** Start **

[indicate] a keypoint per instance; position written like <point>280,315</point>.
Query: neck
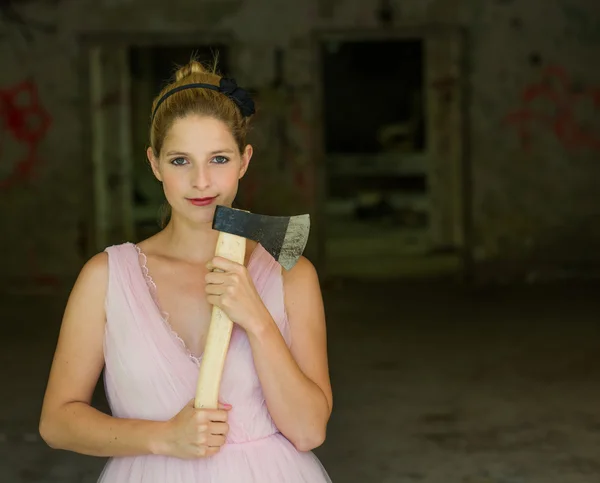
<point>194,243</point>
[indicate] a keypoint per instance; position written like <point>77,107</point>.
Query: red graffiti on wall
<point>552,104</point>
<point>23,118</point>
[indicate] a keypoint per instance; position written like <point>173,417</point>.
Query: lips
<point>201,201</point>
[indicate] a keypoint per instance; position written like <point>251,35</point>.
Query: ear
<point>246,156</point>
<point>154,164</point>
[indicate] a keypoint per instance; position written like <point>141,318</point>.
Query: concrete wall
<point>534,100</point>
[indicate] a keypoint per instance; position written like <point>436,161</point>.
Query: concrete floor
<point>432,384</point>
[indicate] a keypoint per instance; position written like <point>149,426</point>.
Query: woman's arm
<point>296,382</point>
<point>68,421</point>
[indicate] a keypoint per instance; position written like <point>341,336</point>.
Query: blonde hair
<point>201,102</point>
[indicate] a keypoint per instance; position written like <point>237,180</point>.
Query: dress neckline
<point>153,292</point>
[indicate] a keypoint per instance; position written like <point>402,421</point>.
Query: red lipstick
<point>201,201</point>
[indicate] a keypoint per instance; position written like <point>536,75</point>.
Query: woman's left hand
<point>233,291</point>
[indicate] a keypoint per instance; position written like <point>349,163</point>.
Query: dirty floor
<point>433,383</point>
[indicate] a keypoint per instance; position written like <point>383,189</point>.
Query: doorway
<point>390,150</point>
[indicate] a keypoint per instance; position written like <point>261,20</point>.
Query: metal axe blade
<point>284,237</point>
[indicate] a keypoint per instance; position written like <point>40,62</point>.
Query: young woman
<point>141,312</point>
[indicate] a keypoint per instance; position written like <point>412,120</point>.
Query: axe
<point>284,237</point>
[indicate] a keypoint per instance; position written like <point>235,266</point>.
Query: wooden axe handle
<point>232,247</point>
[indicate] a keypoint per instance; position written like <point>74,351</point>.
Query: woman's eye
<point>220,159</point>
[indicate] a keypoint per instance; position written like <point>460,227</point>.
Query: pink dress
<point>150,374</point>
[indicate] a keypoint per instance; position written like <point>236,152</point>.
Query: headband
<point>227,86</point>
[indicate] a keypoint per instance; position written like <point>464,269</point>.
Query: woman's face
<point>199,166</point>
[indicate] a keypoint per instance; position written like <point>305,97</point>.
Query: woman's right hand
<point>195,433</point>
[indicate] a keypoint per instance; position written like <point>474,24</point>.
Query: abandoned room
<point>447,153</point>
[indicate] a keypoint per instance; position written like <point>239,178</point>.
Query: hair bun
<point>192,67</point>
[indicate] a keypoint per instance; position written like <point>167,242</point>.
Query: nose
<point>201,178</point>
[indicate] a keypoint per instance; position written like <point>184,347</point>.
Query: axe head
<point>284,237</point>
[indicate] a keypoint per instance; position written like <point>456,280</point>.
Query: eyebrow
<point>181,153</point>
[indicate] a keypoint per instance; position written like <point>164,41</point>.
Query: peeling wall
<point>534,101</point>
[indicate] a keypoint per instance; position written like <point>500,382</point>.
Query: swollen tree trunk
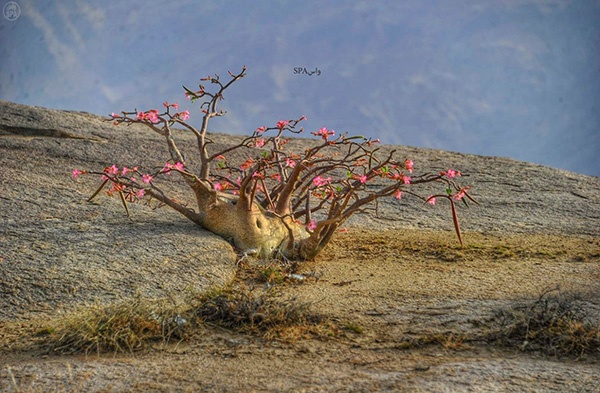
<point>246,225</point>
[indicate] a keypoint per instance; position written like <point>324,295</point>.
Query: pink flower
<point>459,195</point>
<point>281,124</point>
<point>112,170</point>
<point>290,163</point>
<point>152,116</point>
<point>362,178</point>
<point>184,115</point>
<point>146,179</point>
<point>324,133</point>
<point>247,164</point>
<point>451,173</point>
<point>321,181</point>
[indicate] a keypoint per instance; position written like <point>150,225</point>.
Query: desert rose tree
<point>276,202</point>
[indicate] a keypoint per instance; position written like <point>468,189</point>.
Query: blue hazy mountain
<point>515,78</point>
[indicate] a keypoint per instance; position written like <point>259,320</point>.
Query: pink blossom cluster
<point>324,133</point>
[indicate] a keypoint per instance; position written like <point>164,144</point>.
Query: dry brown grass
<point>556,324</point>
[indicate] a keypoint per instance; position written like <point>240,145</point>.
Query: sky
<point>510,78</point>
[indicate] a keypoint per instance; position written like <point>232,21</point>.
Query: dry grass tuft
<point>133,325</point>
<point>125,327</point>
<point>556,324</point>
<point>261,311</point>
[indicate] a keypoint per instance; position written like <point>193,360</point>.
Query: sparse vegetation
<point>261,311</point>
<point>132,325</point>
<point>556,324</point>
<point>125,327</point>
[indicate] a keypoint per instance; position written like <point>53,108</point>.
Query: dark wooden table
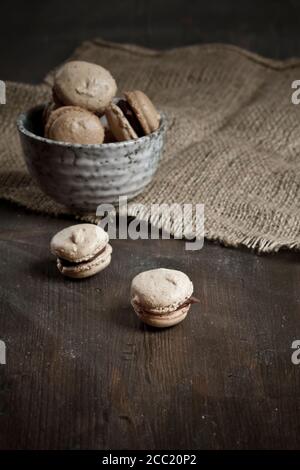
<point>81,371</point>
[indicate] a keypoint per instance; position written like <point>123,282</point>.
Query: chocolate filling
<point>191,300</point>
<point>131,117</point>
<point>69,264</point>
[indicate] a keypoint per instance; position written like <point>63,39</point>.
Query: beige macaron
<point>74,125</point>
<point>82,250</point>
<point>132,117</point>
<point>84,84</point>
<point>162,297</point>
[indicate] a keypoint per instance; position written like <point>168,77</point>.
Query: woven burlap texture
<point>233,141</point>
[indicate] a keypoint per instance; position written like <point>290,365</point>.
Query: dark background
<point>39,34</point>
<point>82,371</point>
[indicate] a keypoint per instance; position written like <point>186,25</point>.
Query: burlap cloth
<point>233,140</point>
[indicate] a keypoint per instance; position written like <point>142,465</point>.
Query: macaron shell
<point>163,321</point>
<point>77,127</point>
<point>119,124</point>
<point>87,269</point>
<point>56,113</point>
<point>49,108</point>
<point>161,290</point>
<point>85,84</point>
<point>144,109</point>
<point>79,242</point>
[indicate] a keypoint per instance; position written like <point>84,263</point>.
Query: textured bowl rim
<point>22,129</point>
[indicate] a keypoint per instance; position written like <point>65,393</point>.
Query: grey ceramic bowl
<point>83,176</point>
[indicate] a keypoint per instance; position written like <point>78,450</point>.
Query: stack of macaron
<point>85,110</point>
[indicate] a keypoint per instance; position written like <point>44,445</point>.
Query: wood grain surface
<point>82,371</point>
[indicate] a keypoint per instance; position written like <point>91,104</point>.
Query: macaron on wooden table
<point>83,370</point>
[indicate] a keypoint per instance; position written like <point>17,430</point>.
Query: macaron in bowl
<point>81,176</point>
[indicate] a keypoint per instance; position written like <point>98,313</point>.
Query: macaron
<point>82,250</point>
<point>74,125</point>
<point>80,83</point>
<point>162,297</point>
<point>132,117</point>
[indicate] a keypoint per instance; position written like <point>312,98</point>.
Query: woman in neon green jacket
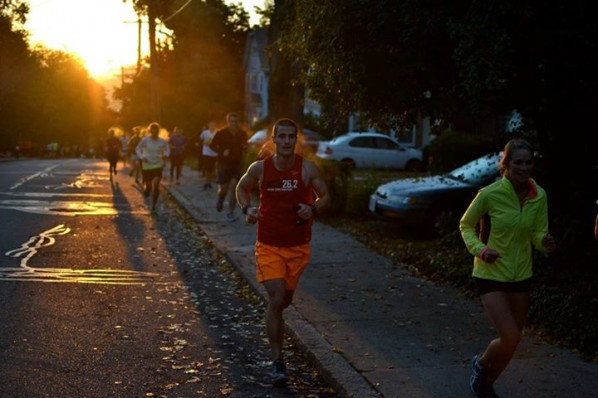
<point>514,217</point>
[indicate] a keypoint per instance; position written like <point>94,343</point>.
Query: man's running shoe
<point>279,373</point>
<point>477,380</point>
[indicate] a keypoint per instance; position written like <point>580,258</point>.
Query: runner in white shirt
<point>153,152</point>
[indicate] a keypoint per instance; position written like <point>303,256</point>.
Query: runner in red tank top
<point>288,185</point>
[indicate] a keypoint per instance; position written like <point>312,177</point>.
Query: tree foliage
<point>200,68</point>
<point>468,63</point>
<point>45,95</point>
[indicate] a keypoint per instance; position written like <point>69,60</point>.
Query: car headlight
<point>406,200</point>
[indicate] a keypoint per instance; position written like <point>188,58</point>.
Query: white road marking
<point>38,174</point>
<point>26,273</point>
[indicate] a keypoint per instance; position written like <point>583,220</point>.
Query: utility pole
<point>155,89</point>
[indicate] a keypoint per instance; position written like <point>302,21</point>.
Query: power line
<point>177,11</point>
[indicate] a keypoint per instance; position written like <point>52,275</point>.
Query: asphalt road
<point>99,298</point>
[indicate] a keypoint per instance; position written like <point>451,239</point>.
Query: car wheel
<point>349,162</point>
<point>414,165</point>
<point>442,220</point>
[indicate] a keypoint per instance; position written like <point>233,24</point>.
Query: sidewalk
<point>373,330</point>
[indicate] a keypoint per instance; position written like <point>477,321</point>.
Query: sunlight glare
<point>102,33</point>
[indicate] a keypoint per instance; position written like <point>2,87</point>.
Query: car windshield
<point>477,171</point>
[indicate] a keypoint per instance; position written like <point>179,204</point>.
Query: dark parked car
<point>428,200</point>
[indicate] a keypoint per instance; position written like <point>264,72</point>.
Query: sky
<point>102,33</point>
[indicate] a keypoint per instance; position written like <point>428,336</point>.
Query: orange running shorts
<point>281,263</point>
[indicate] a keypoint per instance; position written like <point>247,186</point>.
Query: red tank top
<point>280,191</point>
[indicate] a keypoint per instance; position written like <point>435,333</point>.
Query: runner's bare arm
<point>319,186</point>
<point>247,182</point>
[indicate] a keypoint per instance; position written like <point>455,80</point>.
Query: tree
<point>465,62</point>
<point>200,68</point>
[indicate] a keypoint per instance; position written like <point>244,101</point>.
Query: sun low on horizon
<point>103,34</point>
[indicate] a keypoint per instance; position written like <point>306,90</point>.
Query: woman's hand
<point>489,255</point>
<point>252,215</point>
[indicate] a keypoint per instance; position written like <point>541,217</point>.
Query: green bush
<point>337,177</point>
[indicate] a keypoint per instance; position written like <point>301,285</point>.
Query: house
<point>257,69</point>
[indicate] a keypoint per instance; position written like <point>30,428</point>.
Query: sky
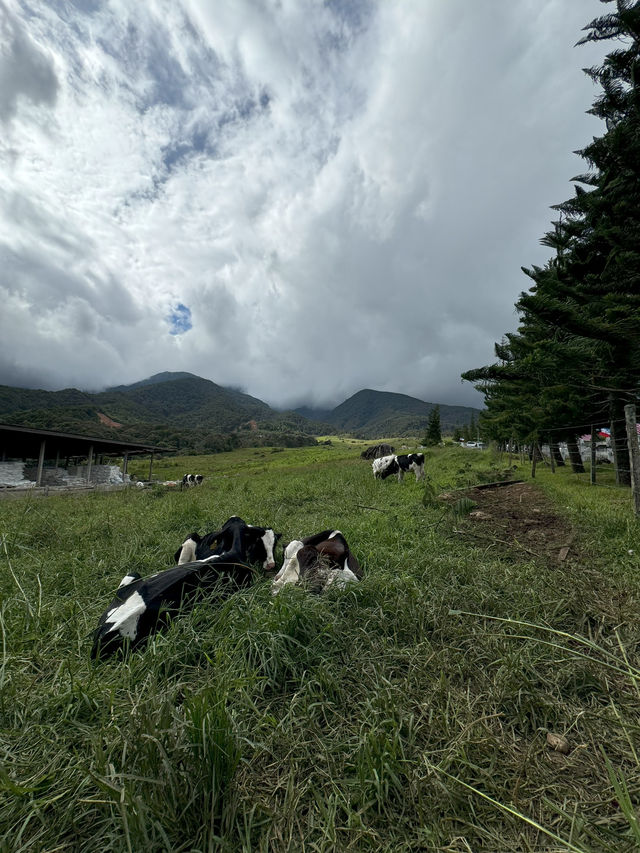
<point>297,198</point>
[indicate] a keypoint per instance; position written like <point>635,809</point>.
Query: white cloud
<point>341,194</point>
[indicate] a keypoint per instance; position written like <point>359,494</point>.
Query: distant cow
<point>400,465</point>
<point>142,605</point>
<point>318,562</point>
<point>259,543</point>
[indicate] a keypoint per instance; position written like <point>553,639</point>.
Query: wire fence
<point>603,450</point>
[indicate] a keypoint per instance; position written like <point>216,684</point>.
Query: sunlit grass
<point>406,713</point>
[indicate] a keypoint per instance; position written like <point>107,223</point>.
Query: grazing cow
<point>142,605</point>
<point>400,465</point>
<point>318,562</point>
<point>259,543</point>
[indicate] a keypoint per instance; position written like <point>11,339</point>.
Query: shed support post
<point>89,463</point>
<point>40,464</point>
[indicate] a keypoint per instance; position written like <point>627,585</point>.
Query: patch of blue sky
<point>179,320</point>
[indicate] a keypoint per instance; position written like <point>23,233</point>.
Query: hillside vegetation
<point>371,414</point>
<point>178,410</point>
<point>406,713</point>
<point>195,415</point>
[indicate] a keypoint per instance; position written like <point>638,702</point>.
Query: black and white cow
<point>400,465</point>
<point>142,605</point>
<point>259,542</point>
<point>318,561</point>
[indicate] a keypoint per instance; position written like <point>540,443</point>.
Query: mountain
<point>376,414</point>
<point>192,414</point>
<point>179,410</point>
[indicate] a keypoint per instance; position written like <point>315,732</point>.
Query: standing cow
<point>400,465</point>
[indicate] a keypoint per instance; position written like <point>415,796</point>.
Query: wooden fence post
<point>634,455</point>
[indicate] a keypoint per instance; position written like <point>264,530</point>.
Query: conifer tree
<point>434,434</point>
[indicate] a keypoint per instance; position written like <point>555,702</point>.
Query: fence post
<point>634,455</point>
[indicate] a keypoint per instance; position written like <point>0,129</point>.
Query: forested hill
<point>374,414</point>
<point>180,410</point>
<point>189,413</point>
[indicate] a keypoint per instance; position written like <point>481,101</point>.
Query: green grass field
<point>379,718</point>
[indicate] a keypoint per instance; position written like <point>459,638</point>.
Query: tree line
<point>574,359</point>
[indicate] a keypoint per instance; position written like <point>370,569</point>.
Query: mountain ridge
<point>193,413</point>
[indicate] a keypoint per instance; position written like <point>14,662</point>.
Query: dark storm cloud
<point>342,194</point>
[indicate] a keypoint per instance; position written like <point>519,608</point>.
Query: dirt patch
<point>517,517</point>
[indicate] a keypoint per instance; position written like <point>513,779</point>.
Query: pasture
<point>408,712</point>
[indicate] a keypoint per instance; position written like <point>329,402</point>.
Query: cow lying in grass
<point>260,543</point>
<point>318,562</point>
<point>400,465</point>
<point>189,480</point>
<point>142,605</point>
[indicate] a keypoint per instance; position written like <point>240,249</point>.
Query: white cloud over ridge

** End **

Instruction: Copy word for word the part of the listing that opens with the line containing "written like <point>65,393</point>." and closes with the line containing "<point>514,217</point>", including both of those lines. Leave any pictures out of your copy.

Task response:
[indicate] a keypoint per instance; position written like <point>65,393</point>.
Query: grey ceramic bowl
<point>83,176</point>
[indicate] a keypoint per instance; position written like <point>78,450</point>.
Query: stack of macaron
<point>85,110</point>
[indicate] a keypoint per instance; position written like <point>44,445</point>.
Query: wood grain surface
<point>82,371</point>
[indicate] a keypoint per instance; position written like <point>91,104</point>.
Query: macaron on wooden table
<point>83,370</point>
[indicate] a keypoint per instance; position written like <point>17,430</point>.
Query: macaron in bowl
<point>81,176</point>
[indicate] a keypoint per instance; position written like <point>98,313</point>.
Query: macaron
<point>82,250</point>
<point>74,125</point>
<point>80,83</point>
<point>162,297</point>
<point>132,117</point>
[indicate] a keypoint per instance; position written like <point>312,98</point>.
Query: woman in neon green jacket
<point>514,217</point>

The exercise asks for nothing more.